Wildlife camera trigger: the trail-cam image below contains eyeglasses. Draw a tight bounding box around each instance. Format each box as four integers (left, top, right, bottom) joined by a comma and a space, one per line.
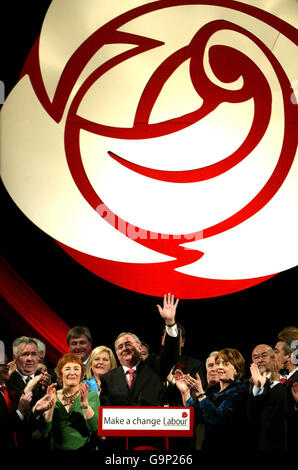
116, 341, 136, 351
252, 353, 269, 361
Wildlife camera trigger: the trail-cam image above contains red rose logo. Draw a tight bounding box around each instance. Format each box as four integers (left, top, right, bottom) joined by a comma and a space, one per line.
1, 0, 298, 298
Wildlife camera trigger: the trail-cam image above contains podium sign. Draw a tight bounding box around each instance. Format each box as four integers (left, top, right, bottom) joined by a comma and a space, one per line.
98, 406, 194, 437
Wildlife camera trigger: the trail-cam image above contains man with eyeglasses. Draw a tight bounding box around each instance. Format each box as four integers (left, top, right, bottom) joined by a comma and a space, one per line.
249, 341, 298, 451
251, 344, 275, 379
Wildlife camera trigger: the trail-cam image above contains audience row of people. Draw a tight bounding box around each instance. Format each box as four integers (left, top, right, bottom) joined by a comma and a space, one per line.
0, 294, 298, 451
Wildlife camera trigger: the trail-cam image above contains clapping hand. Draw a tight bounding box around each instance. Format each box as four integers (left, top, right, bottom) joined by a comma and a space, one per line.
33, 383, 57, 413
79, 382, 89, 404
18, 392, 32, 416
174, 369, 190, 405
185, 373, 204, 396
292, 382, 298, 404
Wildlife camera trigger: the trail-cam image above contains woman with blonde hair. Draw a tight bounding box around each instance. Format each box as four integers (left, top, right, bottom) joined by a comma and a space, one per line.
84, 346, 117, 393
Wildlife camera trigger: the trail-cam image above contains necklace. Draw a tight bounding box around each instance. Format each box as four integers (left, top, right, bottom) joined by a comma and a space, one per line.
62, 390, 79, 406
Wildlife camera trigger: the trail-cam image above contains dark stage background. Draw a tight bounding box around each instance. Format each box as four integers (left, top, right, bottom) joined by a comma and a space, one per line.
0, 0, 298, 372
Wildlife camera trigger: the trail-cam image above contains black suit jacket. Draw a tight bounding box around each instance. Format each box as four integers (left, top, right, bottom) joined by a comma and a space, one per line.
100, 335, 179, 406
6, 371, 45, 449
0, 393, 22, 449
248, 371, 298, 450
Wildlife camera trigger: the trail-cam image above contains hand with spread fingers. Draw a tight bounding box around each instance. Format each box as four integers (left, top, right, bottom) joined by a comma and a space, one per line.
157, 293, 179, 326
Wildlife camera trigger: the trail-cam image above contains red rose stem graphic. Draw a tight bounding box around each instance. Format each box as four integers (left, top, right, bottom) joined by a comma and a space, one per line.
12, 0, 297, 298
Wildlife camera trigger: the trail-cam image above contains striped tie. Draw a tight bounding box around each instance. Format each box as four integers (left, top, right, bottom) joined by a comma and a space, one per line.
126, 369, 135, 388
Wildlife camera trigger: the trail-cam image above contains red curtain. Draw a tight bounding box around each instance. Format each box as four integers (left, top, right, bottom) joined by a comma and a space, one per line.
0, 257, 69, 364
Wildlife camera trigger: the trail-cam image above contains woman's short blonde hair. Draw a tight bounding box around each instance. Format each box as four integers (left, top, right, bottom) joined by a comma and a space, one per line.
86, 346, 117, 380
215, 348, 246, 380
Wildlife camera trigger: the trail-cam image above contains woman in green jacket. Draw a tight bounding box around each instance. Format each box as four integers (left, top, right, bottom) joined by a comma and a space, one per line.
37, 354, 99, 450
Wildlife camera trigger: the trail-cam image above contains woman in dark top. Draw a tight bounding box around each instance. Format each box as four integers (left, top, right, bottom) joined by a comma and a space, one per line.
175, 348, 249, 450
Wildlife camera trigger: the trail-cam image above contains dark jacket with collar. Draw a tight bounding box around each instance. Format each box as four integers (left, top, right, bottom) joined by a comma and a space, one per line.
248, 371, 298, 451
100, 335, 179, 406
189, 380, 250, 450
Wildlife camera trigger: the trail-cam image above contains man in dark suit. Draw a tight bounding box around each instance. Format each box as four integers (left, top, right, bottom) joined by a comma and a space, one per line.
100, 294, 178, 406
100, 294, 179, 450
6, 336, 51, 448
0, 346, 32, 449
249, 340, 298, 450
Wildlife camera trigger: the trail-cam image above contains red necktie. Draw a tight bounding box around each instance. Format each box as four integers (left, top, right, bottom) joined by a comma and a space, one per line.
126, 369, 135, 387
0, 385, 12, 414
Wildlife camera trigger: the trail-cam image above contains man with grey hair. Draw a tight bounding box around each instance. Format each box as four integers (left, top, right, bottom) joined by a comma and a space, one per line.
6, 336, 51, 448
250, 338, 298, 451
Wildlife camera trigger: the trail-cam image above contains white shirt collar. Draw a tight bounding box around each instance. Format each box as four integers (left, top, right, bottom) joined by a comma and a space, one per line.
287, 367, 298, 379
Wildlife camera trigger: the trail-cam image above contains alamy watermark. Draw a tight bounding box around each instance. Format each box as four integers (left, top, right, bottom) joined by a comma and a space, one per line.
96, 204, 203, 242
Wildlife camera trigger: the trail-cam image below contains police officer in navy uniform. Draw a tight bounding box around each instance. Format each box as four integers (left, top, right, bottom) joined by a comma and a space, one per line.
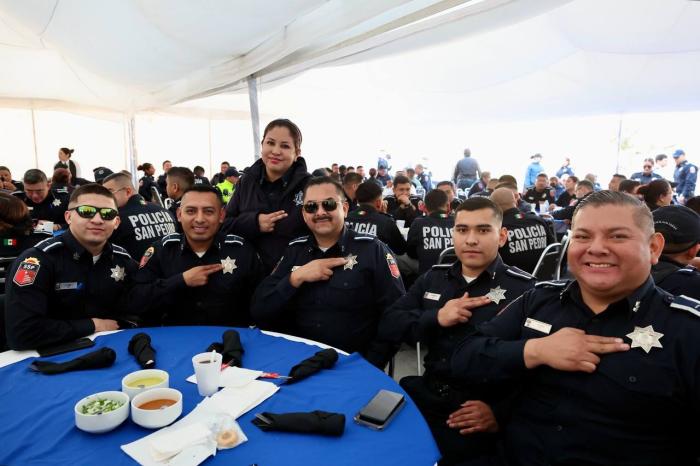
380, 197, 534, 465
131, 185, 262, 327
384, 175, 423, 228
452, 191, 700, 465
523, 173, 555, 211
17, 168, 69, 230
102, 172, 176, 259
251, 177, 405, 368
651, 205, 700, 299
491, 188, 556, 273
346, 181, 406, 255
406, 189, 455, 275
5, 184, 137, 350
673, 149, 698, 204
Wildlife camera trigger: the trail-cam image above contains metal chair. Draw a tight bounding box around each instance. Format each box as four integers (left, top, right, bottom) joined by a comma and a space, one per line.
532, 243, 561, 281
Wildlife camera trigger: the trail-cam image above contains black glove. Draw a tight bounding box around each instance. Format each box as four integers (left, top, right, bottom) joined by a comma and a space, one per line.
287, 348, 338, 383
29, 348, 117, 375
252, 411, 345, 436
129, 333, 156, 369
205, 330, 245, 367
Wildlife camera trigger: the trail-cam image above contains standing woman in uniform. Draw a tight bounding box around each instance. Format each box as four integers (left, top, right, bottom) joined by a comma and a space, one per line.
136, 162, 158, 202
53, 147, 78, 180
224, 119, 311, 273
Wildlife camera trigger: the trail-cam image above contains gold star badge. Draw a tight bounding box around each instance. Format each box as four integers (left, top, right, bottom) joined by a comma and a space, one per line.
627, 325, 664, 353
221, 256, 238, 273
343, 254, 357, 270
109, 265, 126, 282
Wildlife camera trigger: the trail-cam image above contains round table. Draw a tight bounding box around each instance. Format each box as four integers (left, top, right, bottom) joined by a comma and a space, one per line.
0, 327, 440, 466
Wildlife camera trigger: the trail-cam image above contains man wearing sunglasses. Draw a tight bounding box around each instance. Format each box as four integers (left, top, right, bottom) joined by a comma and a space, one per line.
5, 184, 136, 350
102, 172, 175, 259
132, 184, 262, 327
251, 177, 405, 368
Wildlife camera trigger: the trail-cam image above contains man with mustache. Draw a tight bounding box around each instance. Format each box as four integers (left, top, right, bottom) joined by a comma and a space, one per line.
251, 177, 405, 368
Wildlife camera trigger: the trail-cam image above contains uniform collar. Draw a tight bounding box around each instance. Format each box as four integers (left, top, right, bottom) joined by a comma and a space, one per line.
449, 254, 504, 283
559, 275, 656, 318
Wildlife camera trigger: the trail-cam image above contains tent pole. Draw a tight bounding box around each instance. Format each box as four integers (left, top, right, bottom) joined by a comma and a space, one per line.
127, 113, 139, 186
248, 75, 260, 160
32, 108, 39, 168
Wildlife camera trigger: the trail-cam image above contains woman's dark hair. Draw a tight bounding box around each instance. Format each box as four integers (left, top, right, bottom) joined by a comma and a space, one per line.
637, 180, 671, 208
0, 192, 32, 234
51, 168, 70, 184
263, 118, 301, 155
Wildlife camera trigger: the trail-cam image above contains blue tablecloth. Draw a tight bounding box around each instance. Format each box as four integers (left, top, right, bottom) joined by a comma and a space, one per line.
0, 327, 439, 466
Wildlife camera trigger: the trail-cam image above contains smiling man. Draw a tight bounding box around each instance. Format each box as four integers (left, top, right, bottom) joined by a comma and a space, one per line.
251, 177, 405, 368
5, 184, 136, 350
452, 191, 700, 465
131, 184, 262, 327
380, 198, 534, 465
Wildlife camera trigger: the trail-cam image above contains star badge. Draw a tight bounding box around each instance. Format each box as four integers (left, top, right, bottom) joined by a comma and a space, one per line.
486, 285, 507, 304
627, 325, 664, 353
221, 256, 238, 273
109, 265, 126, 282
343, 254, 357, 270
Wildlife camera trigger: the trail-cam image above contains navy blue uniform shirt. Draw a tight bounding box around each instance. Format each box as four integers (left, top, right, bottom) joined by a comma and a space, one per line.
251, 228, 405, 366
452, 278, 700, 465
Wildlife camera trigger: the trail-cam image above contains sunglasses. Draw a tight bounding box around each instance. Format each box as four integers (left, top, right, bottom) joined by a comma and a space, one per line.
304, 199, 338, 214
68, 205, 119, 221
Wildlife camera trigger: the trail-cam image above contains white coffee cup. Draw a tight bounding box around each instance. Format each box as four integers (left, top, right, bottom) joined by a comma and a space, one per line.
192, 352, 222, 396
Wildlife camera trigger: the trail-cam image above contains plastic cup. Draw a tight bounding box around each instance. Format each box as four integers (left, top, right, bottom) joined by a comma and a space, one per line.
192, 352, 222, 396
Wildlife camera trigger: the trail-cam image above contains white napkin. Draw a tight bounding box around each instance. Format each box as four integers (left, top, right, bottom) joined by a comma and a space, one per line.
148, 422, 211, 461
186, 367, 263, 387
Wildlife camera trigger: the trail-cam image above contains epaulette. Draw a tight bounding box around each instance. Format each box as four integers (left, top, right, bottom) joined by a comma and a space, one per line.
34, 236, 63, 252
289, 235, 309, 246
670, 295, 700, 317
160, 233, 182, 246
224, 235, 245, 246
506, 265, 535, 280
112, 244, 131, 259
535, 280, 569, 289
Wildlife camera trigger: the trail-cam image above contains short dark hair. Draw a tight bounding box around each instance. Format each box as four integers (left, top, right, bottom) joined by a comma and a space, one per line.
22, 168, 49, 184
425, 189, 447, 213
455, 197, 503, 222
304, 176, 346, 201
394, 175, 411, 186
263, 118, 301, 155
167, 167, 194, 191
355, 181, 382, 204
68, 183, 118, 207
571, 189, 654, 236
180, 184, 224, 206
343, 172, 364, 185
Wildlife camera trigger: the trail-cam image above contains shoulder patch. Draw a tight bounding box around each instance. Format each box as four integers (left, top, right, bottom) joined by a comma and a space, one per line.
34, 236, 63, 252
112, 244, 131, 259
289, 235, 309, 246
224, 235, 245, 246
160, 233, 182, 246
670, 295, 700, 317
506, 265, 535, 280
535, 280, 569, 288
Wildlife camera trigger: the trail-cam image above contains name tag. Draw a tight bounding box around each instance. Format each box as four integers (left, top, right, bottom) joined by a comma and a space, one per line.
525, 318, 552, 335
56, 282, 80, 290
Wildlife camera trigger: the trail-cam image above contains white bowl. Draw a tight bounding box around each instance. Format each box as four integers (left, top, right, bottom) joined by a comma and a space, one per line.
131, 388, 182, 429
73, 391, 129, 434
122, 369, 170, 398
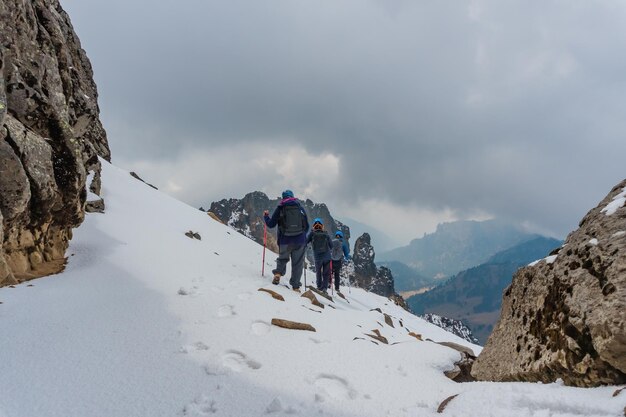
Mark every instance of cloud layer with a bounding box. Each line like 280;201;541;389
62;0;626;244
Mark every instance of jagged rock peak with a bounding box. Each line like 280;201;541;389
0;0;110;286
472;180;626;386
352;233;400;300
421;313;479;344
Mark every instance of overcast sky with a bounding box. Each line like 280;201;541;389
61;0;626;245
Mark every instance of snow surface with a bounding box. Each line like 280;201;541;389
600;187;626;216
0;161;626;417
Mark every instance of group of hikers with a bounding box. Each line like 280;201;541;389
263;190;350;292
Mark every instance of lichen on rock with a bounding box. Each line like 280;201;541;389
472;180;626;387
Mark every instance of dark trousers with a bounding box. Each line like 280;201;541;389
272;243;306;288
315;260;330;291
333;259;343;291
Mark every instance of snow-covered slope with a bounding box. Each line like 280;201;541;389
0;163;626;417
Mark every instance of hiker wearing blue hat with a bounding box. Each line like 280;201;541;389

+ + + + +

Shift every bounding box coordinate up by 36 and write out everything from the start of the listing down to the line containing "252, 353, 269, 361", with both ends included. Leave the picture out of your answer.

Wildlife camera trigger: the trail-cam image below contains eyeglasses. Draw a tight bounding box around each instance. Format each box as four integers (left, top, right, bottom) joined by a comma and a space, one per line.
152, 377, 172, 387
288, 389, 305, 397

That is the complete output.